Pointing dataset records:

########

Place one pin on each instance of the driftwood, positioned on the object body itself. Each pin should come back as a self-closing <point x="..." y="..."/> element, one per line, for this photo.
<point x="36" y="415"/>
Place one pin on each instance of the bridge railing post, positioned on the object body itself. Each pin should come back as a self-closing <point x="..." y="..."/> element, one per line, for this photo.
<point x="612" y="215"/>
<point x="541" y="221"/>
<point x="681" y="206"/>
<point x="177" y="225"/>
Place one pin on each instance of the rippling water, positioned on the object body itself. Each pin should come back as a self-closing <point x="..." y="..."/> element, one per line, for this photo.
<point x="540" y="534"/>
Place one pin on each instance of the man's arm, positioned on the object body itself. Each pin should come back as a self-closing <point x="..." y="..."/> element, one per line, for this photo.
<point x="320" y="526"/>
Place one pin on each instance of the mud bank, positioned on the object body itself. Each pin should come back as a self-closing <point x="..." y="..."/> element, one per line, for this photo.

########

#### [Task goal]
Retype the lines above exactly as they appear.

#### [Task output]
Place one pin on each instance of the driftwood, positioned on the object body itself. Each pin should come back as a self-closing <point x="..." y="..."/> element, one per line, for this photo.
<point x="36" y="415"/>
Place one pin on each instance of the bridge railing post, positioned on the object body itself. Each pin should come back as a self-closing <point x="..." y="..."/> element, one per line, for this photo.
<point x="612" y="215"/>
<point x="541" y="221"/>
<point x="681" y="206"/>
<point x="177" y="225"/>
Place one pin on each instance of the rippling water, positioned on the object body itself. Each pin should come back as a self-closing <point x="..." y="..."/> element, one per line, for this photo.
<point x="540" y="534"/>
Place one pin on each instance of the man's arm, positioned on the object body itself. Each pin should come back as a self-closing <point x="..." y="..."/> element, one per line, for this photo.
<point x="320" y="526"/>
Place one pin on each instance of the mud bank, positioned on the object body itself. Each pin should come back as a self-closing <point x="..." y="..."/> element, one per line, for this photo.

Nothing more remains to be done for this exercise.